WHAT YOU HAVE TO DO: Report each line of the material below where the word "woman" can be found.
=====
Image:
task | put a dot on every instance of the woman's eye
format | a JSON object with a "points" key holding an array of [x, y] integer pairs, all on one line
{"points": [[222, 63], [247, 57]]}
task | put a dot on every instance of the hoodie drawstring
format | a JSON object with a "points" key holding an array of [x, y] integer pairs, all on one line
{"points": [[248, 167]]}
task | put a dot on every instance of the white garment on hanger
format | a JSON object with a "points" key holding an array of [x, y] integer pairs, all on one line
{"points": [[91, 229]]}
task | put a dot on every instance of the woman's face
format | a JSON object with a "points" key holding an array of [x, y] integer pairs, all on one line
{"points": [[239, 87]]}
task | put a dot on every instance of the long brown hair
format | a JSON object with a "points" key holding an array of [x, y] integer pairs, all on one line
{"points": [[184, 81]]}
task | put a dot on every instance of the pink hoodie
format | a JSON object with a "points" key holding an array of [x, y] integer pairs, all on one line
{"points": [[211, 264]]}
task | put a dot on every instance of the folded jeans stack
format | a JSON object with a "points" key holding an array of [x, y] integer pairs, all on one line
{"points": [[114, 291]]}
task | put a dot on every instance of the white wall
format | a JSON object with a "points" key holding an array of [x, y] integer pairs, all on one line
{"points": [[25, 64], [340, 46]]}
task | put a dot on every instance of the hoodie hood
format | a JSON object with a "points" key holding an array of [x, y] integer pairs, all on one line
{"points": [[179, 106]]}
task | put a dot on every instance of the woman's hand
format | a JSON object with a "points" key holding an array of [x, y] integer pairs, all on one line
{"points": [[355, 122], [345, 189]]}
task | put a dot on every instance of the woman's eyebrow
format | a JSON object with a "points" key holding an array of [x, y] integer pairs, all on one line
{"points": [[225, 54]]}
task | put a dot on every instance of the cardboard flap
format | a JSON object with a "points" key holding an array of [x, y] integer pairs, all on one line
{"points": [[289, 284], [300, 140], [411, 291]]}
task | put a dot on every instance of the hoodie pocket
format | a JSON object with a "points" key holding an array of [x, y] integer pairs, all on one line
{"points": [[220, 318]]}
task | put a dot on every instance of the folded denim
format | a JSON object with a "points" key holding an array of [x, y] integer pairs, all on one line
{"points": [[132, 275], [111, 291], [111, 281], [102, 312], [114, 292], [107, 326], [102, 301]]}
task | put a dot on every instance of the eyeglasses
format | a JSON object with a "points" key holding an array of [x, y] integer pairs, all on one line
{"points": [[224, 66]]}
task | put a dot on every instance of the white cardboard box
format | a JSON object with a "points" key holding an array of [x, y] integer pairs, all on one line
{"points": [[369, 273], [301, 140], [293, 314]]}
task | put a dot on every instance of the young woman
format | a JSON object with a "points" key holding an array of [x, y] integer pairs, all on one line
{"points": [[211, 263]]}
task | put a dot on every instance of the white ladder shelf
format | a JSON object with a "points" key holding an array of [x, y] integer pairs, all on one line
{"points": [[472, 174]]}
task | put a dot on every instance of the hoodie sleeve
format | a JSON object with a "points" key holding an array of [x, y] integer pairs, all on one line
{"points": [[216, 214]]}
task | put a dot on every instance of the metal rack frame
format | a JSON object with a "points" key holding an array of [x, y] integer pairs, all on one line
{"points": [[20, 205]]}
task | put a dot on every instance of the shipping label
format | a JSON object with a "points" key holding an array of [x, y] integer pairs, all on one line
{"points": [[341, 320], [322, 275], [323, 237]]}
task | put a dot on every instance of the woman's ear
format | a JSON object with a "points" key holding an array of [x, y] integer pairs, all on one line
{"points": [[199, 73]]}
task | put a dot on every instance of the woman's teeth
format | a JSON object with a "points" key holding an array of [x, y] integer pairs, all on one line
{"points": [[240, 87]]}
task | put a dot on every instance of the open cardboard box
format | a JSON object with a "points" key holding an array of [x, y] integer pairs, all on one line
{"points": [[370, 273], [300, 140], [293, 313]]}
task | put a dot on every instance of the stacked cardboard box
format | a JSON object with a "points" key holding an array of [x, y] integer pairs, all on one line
=====
WRITTEN RESPONSE:
task | put a dot on every instance of the woman's eye
task | put a dot on every instance of the woman's face
task | put a dot on every instance of the woman's hand
task | put a dot on every instance of the woman's eyebrow
task | put a dot on every instance of the young woman
task | put a dot on every instance of the woman's ear
task | put a dot on every instance of the woman's teeth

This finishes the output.